(Records of labeled points)
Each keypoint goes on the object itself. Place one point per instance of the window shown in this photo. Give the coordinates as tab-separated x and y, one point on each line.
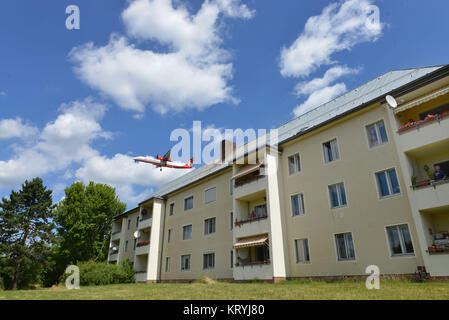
168	235
345	246
210	195
209	226
231	217
302	251
187	232
188	203
185	262
260	211
232	259
337	195
388	183
294	164
298	205
330	149
167	264
400	240
377	134
209	260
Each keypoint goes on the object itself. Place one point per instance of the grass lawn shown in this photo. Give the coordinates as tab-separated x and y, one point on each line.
311	290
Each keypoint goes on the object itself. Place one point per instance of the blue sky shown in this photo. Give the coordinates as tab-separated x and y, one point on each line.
70	111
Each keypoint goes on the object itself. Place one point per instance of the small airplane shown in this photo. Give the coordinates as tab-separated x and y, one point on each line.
164	161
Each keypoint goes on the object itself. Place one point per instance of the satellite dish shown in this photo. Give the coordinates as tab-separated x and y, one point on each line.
243	253
391	101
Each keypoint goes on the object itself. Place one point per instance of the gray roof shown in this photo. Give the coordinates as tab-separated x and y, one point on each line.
378	87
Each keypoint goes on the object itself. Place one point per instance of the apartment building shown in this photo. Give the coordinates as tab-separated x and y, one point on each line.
349	184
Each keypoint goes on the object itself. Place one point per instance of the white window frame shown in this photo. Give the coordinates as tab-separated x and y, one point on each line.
191	233
167	264
170	211
390	187
190	262
205	191
231	216
333	153
378	135
193	202
215	226
297	162
302	211
304	251
207	253
231	258
169	235
338	195
402	255
346	246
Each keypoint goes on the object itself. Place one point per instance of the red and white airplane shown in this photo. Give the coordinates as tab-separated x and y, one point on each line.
165	161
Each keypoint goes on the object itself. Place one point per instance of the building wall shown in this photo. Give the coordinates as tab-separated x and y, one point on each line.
219	242
365	214
128	235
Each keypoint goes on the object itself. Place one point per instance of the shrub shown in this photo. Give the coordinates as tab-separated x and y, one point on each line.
101	273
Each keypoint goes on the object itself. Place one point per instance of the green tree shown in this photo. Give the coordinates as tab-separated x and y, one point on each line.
26	233
84	221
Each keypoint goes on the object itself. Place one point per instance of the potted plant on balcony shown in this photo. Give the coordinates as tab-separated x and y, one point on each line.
414	179
429	172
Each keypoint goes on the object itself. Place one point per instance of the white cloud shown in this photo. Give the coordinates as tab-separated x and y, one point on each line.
320	97
193	74
121	169
67	142
15	128
334	73
122	173
61	142
340	26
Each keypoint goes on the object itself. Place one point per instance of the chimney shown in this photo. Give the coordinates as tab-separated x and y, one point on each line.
227	148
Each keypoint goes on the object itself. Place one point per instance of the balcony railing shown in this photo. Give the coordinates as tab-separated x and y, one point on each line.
249	220
253	263
433	250
248	179
428	120
426	183
142	244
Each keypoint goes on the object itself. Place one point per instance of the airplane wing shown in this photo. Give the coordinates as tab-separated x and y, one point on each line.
167	155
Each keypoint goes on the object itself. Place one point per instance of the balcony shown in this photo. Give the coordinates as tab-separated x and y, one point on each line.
113	256
418	134
115	235
145	223
142	247
140	276
250	222
249	180
431	194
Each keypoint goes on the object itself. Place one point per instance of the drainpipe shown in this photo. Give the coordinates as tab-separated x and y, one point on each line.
162	245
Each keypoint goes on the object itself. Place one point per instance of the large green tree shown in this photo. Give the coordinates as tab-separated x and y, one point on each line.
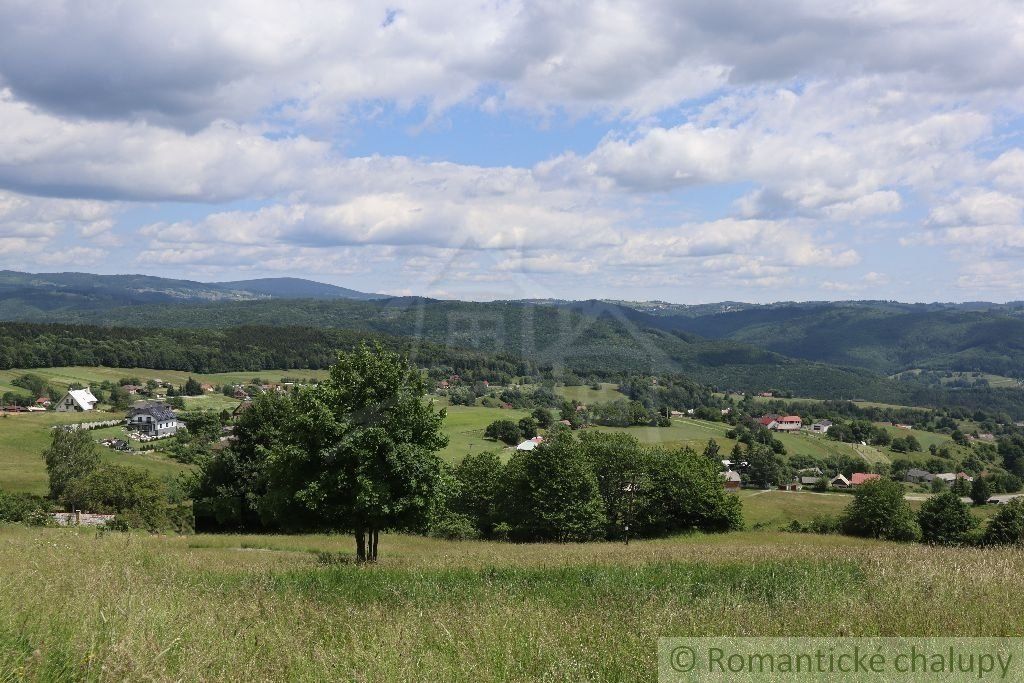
478	476
551	493
136	498
945	520
359	452
1007	526
880	511
72	455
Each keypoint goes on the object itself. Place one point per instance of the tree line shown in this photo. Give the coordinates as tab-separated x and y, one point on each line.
357	454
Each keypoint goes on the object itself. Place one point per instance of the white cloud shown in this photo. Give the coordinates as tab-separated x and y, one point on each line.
209	59
740	147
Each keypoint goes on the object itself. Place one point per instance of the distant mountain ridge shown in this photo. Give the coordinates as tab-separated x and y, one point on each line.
37	296
727	343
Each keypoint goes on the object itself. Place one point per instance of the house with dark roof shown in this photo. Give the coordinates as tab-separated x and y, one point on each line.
858	478
154	420
821	426
916	475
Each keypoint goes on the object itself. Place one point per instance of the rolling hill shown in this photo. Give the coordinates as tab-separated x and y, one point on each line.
882	337
26	296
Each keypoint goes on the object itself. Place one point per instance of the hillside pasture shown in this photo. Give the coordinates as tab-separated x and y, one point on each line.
464	426
61	378
25	435
271	607
587	395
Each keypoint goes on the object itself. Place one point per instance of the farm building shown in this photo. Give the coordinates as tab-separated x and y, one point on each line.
155	420
915	475
530	443
790	423
77	399
839	481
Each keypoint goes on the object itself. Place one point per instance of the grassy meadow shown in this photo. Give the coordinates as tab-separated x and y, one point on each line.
25	435
62	377
270	607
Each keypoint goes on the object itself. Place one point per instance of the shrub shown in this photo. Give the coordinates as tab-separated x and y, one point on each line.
137	498
980	491
19	507
503	430
1008	524
824	524
455	526
880	511
945	520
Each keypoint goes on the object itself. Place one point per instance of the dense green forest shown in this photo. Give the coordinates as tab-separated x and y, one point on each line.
885	339
241	348
604	346
26	296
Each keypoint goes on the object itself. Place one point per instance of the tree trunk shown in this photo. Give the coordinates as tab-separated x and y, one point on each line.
360	546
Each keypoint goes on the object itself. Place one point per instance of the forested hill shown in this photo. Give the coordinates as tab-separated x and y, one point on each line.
598	343
26	296
884	338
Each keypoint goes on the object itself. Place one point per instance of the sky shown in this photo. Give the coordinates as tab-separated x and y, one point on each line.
685	151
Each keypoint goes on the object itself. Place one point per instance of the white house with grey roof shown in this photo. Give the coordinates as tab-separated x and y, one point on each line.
155	420
77	399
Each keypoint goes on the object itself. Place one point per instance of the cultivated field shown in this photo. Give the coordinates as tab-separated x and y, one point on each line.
231	607
62	377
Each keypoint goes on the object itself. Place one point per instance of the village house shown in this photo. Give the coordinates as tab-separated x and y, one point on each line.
858	478
790	423
821	426
77	399
950	478
242	408
78	518
915	475
154	420
839	481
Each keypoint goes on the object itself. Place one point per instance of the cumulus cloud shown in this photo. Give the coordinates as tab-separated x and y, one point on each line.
738	147
237	59
42	230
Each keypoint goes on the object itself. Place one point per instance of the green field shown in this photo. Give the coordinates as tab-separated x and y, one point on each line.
62	377
777	508
464	427
23	437
268	607
586	395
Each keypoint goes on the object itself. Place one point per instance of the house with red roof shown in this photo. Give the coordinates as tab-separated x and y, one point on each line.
862	477
790	423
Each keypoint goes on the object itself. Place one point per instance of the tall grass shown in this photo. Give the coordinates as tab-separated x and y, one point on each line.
77	605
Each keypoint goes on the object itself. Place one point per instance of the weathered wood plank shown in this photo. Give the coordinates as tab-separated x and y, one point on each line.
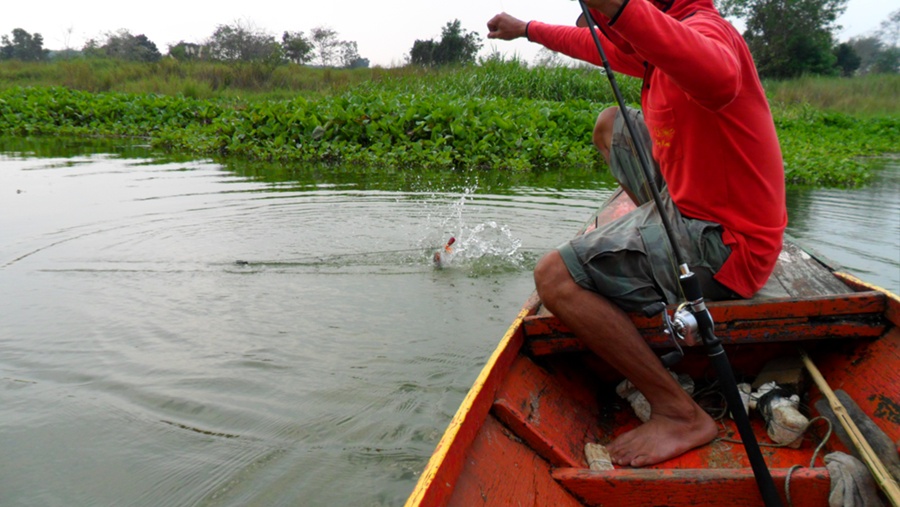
868	373
689	488
854	315
501	471
554	419
802	275
438	480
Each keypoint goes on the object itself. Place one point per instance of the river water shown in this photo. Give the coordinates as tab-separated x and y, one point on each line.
182	332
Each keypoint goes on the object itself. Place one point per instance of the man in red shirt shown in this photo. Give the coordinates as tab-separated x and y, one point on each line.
714	145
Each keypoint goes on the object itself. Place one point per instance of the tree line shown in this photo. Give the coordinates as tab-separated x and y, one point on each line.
788	39
243	42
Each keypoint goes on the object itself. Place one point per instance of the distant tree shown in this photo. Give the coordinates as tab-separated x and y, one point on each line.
887	61
889	32
455	47
422	52
879	52
326	45
350	58
23	46
847	59
789	38
243	42
122	45
296	47
185	51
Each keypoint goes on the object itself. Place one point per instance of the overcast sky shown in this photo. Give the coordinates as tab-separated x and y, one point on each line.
384	31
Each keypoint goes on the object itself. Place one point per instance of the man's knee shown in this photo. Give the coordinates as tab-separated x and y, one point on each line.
603	130
550	275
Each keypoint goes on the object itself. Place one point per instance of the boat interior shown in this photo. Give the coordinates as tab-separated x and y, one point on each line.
557	397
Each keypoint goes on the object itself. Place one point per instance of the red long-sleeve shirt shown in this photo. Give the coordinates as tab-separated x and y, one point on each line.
712	130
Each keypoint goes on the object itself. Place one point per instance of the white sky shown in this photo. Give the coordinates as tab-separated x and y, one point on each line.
383	31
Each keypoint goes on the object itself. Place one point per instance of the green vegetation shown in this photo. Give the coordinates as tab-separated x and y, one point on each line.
499	115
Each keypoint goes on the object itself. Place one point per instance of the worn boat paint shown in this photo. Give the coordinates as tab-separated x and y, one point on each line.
518	436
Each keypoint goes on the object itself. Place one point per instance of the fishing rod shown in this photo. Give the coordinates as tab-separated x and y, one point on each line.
693	295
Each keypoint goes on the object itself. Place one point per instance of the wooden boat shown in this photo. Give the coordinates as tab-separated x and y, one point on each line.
520	433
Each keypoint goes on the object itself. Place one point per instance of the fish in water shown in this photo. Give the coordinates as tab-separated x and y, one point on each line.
443	256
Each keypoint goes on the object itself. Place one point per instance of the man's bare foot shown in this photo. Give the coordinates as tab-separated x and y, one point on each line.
662	438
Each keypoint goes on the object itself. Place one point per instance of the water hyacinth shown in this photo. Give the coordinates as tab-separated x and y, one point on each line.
500	115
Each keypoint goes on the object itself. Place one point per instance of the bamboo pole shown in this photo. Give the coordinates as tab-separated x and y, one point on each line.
879	472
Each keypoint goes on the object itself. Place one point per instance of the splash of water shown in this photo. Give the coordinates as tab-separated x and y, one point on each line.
483	248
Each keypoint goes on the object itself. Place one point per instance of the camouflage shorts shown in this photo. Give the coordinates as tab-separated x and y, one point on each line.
629	259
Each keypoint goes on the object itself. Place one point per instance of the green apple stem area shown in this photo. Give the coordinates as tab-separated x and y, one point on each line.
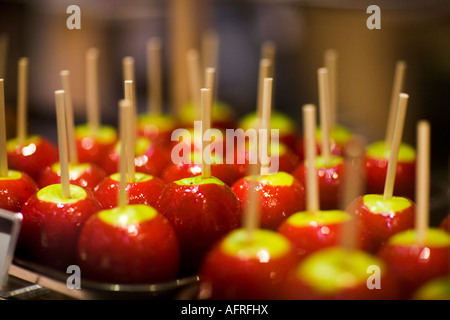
223	150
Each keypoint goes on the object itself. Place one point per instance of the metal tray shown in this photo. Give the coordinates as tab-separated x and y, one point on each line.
42	277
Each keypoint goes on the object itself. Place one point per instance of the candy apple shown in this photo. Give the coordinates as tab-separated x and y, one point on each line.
241	269
337	274
15	189
92	148
330	178
150	157
133	244
145	189
380	219
376	163
86	175
414	264
280	193
202	210
312	232
51	225
34	154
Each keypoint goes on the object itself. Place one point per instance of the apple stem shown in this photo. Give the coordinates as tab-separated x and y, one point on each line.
130	137
62	142
312	186
73	153
92	95
265	127
325	111
22	100
399	76
3	150
154	83
264	72
330	61
205	95
395	146
124	111
193	66
423	181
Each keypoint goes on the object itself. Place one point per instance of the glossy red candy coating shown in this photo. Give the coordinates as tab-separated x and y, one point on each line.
15	192
49	231
144	253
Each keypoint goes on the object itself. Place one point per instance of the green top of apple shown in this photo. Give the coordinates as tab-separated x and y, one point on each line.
278	120
332	269
161	122
435	289
130	214
376	204
378	150
75	170
13	143
12	175
320	218
434	238
339	134
53	193
265	245
105	134
197	180
280	178
138	177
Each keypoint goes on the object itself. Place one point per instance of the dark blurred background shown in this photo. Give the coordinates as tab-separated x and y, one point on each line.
415	31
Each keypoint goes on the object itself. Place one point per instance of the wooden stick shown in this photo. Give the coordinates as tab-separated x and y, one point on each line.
62	142
312	186
154	83
22	100
66	85
395	146
193	64
423	181
265	126
264	72
3	151
325	112
92	90
130	138
330	58
124	108
399	76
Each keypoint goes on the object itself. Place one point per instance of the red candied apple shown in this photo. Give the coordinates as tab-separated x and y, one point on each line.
337	274
34	154
51	225
436	289
145	189
219	169
134	244
241	269
376	164
15	189
150	157
156	127
414	264
286	126
86	175
330	179
445	223
202	210
280	193
93	147
380	219
339	136
311	232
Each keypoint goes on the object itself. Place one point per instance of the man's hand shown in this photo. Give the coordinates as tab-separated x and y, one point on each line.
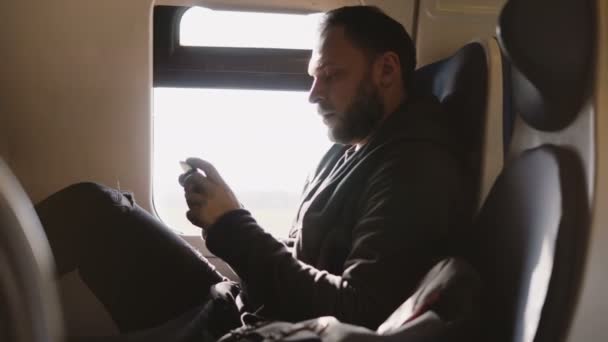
207	196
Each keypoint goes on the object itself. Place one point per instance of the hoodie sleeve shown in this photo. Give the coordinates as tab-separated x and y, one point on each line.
405	215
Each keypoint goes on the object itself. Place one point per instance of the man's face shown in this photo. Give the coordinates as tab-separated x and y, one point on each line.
344	88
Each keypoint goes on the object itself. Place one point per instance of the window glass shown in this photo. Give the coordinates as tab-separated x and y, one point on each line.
264	143
205	27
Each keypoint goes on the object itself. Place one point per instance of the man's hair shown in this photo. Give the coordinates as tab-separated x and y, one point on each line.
375	33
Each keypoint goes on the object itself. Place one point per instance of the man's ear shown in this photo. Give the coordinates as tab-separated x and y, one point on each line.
389	69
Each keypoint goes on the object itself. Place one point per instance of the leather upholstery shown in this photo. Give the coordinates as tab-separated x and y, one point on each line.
459	82
526	245
551	45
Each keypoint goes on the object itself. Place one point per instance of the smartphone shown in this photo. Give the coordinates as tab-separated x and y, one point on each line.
185	166
188	169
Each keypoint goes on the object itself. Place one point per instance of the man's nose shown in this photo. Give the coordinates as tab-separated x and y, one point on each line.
315	94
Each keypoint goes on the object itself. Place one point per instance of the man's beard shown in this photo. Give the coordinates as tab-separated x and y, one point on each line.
361	117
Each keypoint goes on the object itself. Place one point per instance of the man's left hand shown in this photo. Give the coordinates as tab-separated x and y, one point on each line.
208	196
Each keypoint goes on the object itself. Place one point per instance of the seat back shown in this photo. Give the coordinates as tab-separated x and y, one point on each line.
469	86
29	309
530	236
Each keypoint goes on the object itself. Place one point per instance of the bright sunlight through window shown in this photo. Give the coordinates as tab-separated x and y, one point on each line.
264	143
204	27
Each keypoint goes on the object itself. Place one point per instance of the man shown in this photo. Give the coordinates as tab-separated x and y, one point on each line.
377	214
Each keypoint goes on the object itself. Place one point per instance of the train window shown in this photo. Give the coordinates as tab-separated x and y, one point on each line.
205	27
253	123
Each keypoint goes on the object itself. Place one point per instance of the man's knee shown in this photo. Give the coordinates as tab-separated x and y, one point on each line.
90	194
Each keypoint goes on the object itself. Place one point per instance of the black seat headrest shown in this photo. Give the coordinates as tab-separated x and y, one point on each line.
551	45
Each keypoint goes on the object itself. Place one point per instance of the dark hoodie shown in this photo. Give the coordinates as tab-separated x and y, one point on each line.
367	231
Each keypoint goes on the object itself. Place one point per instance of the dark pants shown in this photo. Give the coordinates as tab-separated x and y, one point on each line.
153	284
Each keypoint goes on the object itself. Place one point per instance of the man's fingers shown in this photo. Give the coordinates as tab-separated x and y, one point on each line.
194	199
206	167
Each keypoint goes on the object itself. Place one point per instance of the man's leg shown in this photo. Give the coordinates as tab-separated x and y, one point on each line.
142	272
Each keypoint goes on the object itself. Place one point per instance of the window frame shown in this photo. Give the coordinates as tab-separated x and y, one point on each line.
221	67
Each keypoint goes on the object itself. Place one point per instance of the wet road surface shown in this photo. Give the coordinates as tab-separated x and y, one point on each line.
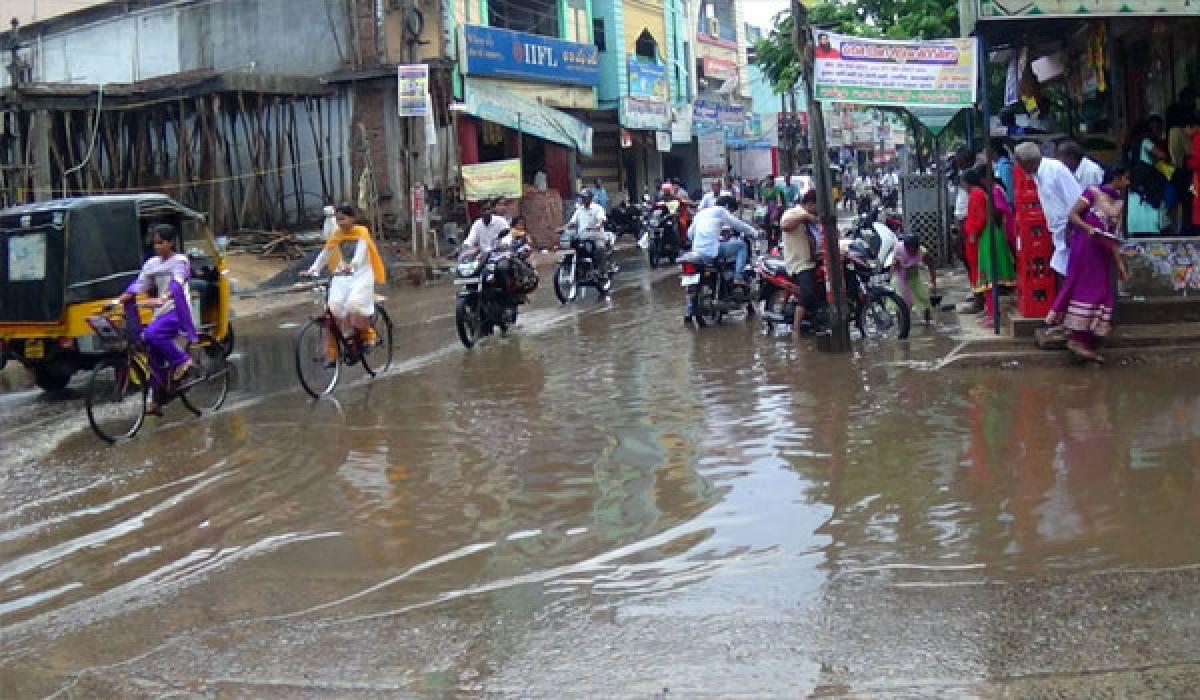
609	504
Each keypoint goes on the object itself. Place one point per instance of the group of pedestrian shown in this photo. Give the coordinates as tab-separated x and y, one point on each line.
1084	208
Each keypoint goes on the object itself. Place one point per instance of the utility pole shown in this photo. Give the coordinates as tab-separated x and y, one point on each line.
839	328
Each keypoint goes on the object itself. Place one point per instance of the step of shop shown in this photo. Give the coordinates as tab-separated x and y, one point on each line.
1157	311
1134	336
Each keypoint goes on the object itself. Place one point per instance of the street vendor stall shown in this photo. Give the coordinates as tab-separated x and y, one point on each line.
1093	73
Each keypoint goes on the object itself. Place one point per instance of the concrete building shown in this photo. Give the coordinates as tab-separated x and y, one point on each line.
217	103
30	11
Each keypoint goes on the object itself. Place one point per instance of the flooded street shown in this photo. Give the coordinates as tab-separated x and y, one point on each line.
611	504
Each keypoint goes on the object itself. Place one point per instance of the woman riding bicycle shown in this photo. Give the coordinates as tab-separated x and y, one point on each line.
166	273
357	267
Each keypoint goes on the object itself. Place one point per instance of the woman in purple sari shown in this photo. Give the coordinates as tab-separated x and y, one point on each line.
1085	303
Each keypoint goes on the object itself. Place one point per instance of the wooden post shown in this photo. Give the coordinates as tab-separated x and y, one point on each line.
40	151
839	330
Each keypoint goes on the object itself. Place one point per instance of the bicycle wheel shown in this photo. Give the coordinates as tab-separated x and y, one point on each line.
209	392
377	358
318	372
117	399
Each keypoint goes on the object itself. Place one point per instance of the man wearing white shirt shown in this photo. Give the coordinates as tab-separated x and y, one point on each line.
588	222
709	198
1087	172
1057	190
486	229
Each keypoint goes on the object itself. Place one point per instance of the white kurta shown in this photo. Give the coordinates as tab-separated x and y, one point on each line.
352	293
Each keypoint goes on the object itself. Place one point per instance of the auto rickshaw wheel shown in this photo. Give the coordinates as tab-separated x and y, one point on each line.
52	378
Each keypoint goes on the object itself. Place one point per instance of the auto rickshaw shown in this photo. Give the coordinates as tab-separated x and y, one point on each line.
61	261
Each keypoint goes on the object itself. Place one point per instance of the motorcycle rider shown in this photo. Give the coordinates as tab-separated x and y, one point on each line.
706	235
486	229
801	227
588	222
712	196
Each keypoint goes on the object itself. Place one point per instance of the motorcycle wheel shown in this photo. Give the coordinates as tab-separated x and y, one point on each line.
565	283
467	319
774	303
705	303
885	316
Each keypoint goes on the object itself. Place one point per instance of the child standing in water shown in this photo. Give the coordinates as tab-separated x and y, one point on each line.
910	258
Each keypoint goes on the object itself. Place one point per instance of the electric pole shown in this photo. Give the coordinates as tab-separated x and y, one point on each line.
839	327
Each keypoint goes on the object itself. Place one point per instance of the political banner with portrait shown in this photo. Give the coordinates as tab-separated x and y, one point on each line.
900	73
493	180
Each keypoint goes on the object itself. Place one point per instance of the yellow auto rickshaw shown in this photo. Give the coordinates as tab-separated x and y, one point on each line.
61	261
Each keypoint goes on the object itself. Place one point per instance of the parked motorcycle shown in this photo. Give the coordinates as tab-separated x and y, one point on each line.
491	285
711	286
579	267
664	239
625	219
875	311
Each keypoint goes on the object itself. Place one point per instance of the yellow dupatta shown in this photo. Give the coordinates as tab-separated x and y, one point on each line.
355	233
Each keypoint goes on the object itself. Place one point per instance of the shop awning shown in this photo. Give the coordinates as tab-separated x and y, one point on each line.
507	108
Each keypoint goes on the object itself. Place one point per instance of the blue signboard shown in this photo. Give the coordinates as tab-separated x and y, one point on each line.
501	53
647	79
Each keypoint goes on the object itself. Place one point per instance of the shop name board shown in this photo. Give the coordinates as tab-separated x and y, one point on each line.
1074	7
714	117
647	79
499	106
719	69
647	114
501	53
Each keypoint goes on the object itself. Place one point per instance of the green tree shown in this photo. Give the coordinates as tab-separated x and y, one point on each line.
877	18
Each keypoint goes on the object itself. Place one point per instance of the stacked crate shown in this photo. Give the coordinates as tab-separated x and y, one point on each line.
1035	247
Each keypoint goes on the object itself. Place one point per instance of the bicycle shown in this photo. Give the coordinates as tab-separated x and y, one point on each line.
317	370
123	380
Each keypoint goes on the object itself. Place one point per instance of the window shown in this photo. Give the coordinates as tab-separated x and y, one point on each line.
646	47
719	13
532	16
577	28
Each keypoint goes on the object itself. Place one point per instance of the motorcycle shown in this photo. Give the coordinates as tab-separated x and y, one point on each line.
489	293
579	267
663	238
874	310
625	219
709	283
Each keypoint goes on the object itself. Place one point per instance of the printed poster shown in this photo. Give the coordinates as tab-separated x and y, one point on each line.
497	179
712	154
413	90
899	73
27	258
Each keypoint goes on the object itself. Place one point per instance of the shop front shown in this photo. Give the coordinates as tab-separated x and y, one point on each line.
1096	73
646	136
515	91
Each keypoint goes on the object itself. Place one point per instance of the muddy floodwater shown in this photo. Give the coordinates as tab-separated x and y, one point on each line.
610	504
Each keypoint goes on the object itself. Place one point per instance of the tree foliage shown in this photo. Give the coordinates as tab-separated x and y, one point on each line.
875	18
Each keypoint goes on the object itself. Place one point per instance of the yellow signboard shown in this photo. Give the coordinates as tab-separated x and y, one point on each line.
497	179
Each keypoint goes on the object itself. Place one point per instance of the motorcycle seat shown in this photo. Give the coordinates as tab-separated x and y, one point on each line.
696	258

#### Directions for this task:
Take the line holding "the tree foliage" and all lines after it through the end of the data, and set them down exactly.

#### Answer below:
Each keypoint goes on the object itself. Place one point per instance of the tree foliage shown in this photo. Give the coordinates as tab-separated x and y, one point on each line.
875	18
Each keypoint goes on the object itself. Place one point per instance of the yellow signboard shown in this photo. Give the coordinates as tab-separated x and y, one point on each line.
497	179
Each keypoint goes on the object itself. Place one point per instance of the motorcycle seat shown in this photo. Give the coordinates as tab-separated x and y, one point on each line.
696	258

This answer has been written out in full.